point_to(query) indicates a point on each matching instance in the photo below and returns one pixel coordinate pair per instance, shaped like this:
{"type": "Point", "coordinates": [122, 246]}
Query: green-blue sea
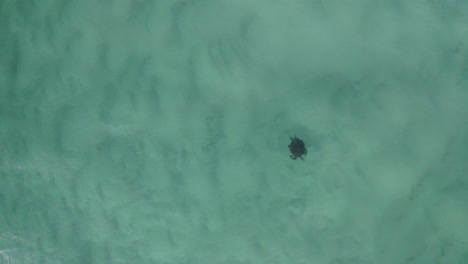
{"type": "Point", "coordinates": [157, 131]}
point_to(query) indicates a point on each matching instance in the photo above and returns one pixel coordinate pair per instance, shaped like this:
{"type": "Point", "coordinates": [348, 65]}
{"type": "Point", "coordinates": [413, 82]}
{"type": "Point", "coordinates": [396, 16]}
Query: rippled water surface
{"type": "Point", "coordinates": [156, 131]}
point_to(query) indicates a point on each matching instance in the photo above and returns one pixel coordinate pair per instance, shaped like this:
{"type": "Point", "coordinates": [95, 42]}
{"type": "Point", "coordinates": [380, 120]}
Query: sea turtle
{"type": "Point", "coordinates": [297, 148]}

++++++

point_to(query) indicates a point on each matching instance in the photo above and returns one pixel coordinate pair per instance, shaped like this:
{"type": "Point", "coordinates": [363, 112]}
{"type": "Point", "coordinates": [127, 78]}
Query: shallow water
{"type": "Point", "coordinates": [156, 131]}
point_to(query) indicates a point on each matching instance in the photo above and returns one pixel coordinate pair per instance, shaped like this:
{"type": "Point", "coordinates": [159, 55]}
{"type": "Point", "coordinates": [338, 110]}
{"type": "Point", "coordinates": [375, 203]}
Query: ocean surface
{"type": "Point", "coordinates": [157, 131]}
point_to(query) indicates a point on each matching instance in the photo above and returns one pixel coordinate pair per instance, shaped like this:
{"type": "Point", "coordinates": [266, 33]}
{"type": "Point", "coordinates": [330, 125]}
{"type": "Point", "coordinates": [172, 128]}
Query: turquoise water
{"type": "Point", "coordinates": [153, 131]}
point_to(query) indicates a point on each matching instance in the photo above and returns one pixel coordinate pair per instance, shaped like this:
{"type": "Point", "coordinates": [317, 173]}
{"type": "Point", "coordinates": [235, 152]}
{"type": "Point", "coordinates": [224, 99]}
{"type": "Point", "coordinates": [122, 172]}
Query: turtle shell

++++++

Which of the lines above contain the word "surface", matching case? Pull out each one and copy it.

Query: rippled water surface
Query: ocean surface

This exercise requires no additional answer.